Copy each of the items below word for word.

Begin

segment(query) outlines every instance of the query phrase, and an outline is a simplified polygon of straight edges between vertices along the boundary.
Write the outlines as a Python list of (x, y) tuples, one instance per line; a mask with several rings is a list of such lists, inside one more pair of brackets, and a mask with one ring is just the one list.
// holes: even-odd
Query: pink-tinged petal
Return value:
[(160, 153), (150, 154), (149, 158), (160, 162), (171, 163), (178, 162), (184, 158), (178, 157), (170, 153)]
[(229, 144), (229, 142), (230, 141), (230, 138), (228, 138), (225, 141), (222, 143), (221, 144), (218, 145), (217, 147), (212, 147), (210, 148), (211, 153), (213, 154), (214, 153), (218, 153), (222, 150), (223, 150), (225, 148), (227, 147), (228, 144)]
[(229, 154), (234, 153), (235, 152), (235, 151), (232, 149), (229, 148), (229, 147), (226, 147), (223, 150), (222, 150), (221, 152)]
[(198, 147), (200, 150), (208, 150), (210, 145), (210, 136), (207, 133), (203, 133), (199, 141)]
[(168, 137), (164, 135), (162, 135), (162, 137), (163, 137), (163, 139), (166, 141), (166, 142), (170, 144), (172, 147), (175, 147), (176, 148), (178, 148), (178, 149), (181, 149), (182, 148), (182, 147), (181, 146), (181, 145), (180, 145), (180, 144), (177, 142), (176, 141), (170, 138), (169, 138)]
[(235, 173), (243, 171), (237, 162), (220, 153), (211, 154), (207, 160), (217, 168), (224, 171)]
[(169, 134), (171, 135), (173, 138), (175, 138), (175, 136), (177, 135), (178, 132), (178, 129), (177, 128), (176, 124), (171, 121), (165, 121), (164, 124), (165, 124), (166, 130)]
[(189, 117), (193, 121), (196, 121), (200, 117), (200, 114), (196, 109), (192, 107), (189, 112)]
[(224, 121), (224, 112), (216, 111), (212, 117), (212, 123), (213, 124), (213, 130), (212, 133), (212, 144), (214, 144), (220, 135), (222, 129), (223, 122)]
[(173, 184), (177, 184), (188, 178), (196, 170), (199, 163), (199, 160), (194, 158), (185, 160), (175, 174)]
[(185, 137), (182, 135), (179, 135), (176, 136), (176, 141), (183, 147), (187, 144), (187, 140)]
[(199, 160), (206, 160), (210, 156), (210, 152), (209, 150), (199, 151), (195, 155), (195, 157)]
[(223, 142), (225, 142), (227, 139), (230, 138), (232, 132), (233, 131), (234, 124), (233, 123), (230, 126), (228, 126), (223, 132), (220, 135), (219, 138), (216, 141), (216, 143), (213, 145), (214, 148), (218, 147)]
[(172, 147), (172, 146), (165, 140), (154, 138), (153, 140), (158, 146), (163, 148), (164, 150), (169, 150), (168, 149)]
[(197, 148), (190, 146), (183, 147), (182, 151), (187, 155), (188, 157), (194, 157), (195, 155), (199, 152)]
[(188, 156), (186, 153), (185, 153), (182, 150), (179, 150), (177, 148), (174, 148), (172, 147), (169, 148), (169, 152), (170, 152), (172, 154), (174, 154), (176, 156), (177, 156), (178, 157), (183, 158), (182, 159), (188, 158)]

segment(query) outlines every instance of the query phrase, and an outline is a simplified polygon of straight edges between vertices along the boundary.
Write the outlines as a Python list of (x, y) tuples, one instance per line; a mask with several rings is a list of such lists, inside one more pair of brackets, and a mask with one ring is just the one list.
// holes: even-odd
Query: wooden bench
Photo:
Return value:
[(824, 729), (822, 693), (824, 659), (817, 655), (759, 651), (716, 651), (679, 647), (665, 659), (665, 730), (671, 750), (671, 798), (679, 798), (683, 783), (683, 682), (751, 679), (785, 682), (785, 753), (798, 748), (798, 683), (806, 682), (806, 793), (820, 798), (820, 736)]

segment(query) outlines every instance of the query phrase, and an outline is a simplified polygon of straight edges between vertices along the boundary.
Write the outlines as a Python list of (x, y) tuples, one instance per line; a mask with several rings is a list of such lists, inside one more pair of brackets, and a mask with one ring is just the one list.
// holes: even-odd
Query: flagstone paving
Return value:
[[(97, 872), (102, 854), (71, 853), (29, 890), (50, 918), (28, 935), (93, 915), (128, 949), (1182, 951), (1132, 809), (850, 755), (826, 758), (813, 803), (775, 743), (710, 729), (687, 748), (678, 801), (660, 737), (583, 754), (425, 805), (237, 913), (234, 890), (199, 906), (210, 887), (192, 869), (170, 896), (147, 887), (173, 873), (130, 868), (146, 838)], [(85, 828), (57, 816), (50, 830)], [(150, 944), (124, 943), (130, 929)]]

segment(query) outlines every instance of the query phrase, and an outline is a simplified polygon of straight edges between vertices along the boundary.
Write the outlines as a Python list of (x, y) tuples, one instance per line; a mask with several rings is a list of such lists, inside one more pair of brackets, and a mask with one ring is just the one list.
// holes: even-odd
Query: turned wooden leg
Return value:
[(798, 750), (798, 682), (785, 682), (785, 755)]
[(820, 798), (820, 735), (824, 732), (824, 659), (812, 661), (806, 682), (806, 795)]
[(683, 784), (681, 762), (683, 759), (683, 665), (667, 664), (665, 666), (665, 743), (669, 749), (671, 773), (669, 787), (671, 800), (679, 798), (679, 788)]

End

■ **Task response**
segment(query) outlines every instance of the query phrase, and an outline is a simplified polygon of straight edges between vertices along the boundary.
Write the outlines as a Python list of (x, y) tuples, one instance per line; a mask with several rings is a list of such lists, inside one more pair of brackets, and a mask with one ring is just the one list.
// holes: even-odd
Query: pink-tinged petal
Return value:
[(160, 153), (150, 154), (149, 158), (160, 162), (171, 163), (178, 162), (184, 158), (178, 157), (170, 153)]
[(229, 144), (229, 142), (230, 141), (230, 138), (228, 138), (225, 141), (222, 143), (221, 144), (218, 145), (217, 147), (212, 147), (210, 148), (211, 153), (213, 154), (214, 153), (218, 153), (222, 150), (223, 150), (225, 148), (227, 147), (228, 144)]
[(229, 154), (234, 153), (235, 152), (235, 151), (232, 149), (229, 148), (229, 147), (226, 147), (223, 150), (222, 150), (221, 152)]
[(198, 147), (200, 150), (208, 150), (210, 145), (210, 136), (207, 133), (203, 133), (199, 141)]
[(168, 137), (164, 135), (162, 135), (162, 137), (163, 137), (163, 139), (166, 141), (166, 142), (170, 144), (172, 147), (175, 147), (176, 148), (178, 148), (178, 149), (181, 149), (182, 148), (182, 147), (181, 146), (181, 145), (180, 145), (180, 144), (177, 142), (176, 141), (170, 138), (169, 138)]
[(235, 173), (243, 171), (237, 162), (220, 153), (211, 154), (207, 160), (217, 168), (224, 171)]
[(169, 134), (171, 135), (173, 138), (175, 138), (175, 136), (177, 135), (178, 132), (178, 129), (177, 128), (176, 124), (171, 121), (165, 121), (164, 124), (165, 124), (166, 130)]
[(189, 117), (193, 121), (196, 121), (200, 117), (200, 114), (196, 109), (192, 107), (189, 112)]
[(224, 121), (224, 112), (216, 111), (212, 117), (212, 123), (213, 124), (213, 130), (212, 133), (212, 144), (214, 144), (220, 135), (222, 129), (223, 122)]
[(173, 184), (177, 184), (188, 178), (196, 170), (199, 163), (199, 160), (194, 158), (185, 160), (175, 174)]
[(185, 137), (182, 135), (179, 135), (176, 136), (176, 141), (183, 147), (187, 144), (187, 140)]
[(199, 160), (206, 160), (210, 156), (210, 152), (209, 150), (199, 151), (195, 155), (195, 157)]
[(223, 142), (225, 142), (227, 139), (230, 138), (232, 132), (233, 131), (234, 124), (233, 123), (230, 126), (228, 126), (223, 132), (220, 135), (219, 138), (216, 141), (216, 143), (213, 145), (214, 148), (218, 147)]
[(172, 147), (172, 146), (165, 140), (154, 138), (153, 140), (158, 146), (163, 148), (164, 150), (169, 150), (168, 149)]
[(197, 148), (190, 146), (183, 147), (182, 151), (187, 155), (188, 157), (194, 157), (195, 155), (199, 152)]
[(188, 156), (186, 153), (185, 153), (182, 150), (179, 150), (177, 148), (174, 148), (172, 147), (169, 148), (169, 152), (170, 152), (172, 154), (174, 154), (176, 156), (177, 156), (178, 157), (183, 158), (182, 159), (188, 158)]

segment(query) outlines every instance of the query phrase, and an outline is a simplified polygon of straight edges between vertices along the boundary.
Write the outlines as a Python list of (x, y) tuples, one instance per line; a mask with several rings is a list of such lists, inside one more pair of brackets, and a mask with one ring is just the one list.
// holes: even-odd
Query: wooden bench
Photo:
Return value:
[(824, 729), (822, 693), (824, 659), (817, 655), (759, 651), (716, 651), (679, 647), (665, 659), (665, 730), (671, 750), (671, 798), (679, 798), (683, 783), (683, 682), (751, 679), (785, 682), (785, 753), (798, 748), (798, 683), (806, 682), (806, 793), (820, 798), (820, 736)]

segment(query) outlines every instance of the query phrase, and an outline is a simplified polygon of straight edges between vertices along the boundary.
Write the outlines as a Python list of (x, y) tuples, one instance per line; a mask with several rings is a list of such lists, inside one more pair of brackets, and a mask with one ring is just the one list.
// holes: even-odd
Query: flagstone paving
Return value:
[[(97, 872), (102, 854), (71, 853), (29, 890), (50, 918), (28, 935), (93, 915), (128, 949), (1182, 951), (1132, 809), (850, 755), (826, 758), (813, 803), (775, 743), (710, 729), (687, 748), (678, 801), (660, 737), (583, 754), (425, 805), (237, 913), (234, 890), (199, 906), (210, 887), (192, 869), (170, 896), (147, 887), (173, 873), (130, 868), (146, 838)], [(85, 828), (57, 816), (50, 830)], [(150, 944), (124, 943), (130, 929)]]

segment(query) outlines every instance of the query phrase, and an outline is a simplified polygon of straight edges between vertices along the boundary.
Write the outlines as a Python list of (x, y) tuples, one instance per line; a mask with several rings is a list of such lists, inside one more pair of brackets, and a mask with one ring is just the one list.
// holes: even-odd
Query: turned wooden leg
Return value:
[(798, 750), (798, 682), (785, 682), (785, 755)]
[(820, 798), (820, 735), (824, 732), (824, 659), (812, 661), (806, 682), (806, 795)]
[(683, 784), (681, 762), (683, 759), (683, 665), (667, 664), (665, 666), (665, 743), (669, 749), (671, 773), (669, 787), (671, 800), (679, 798), (679, 788)]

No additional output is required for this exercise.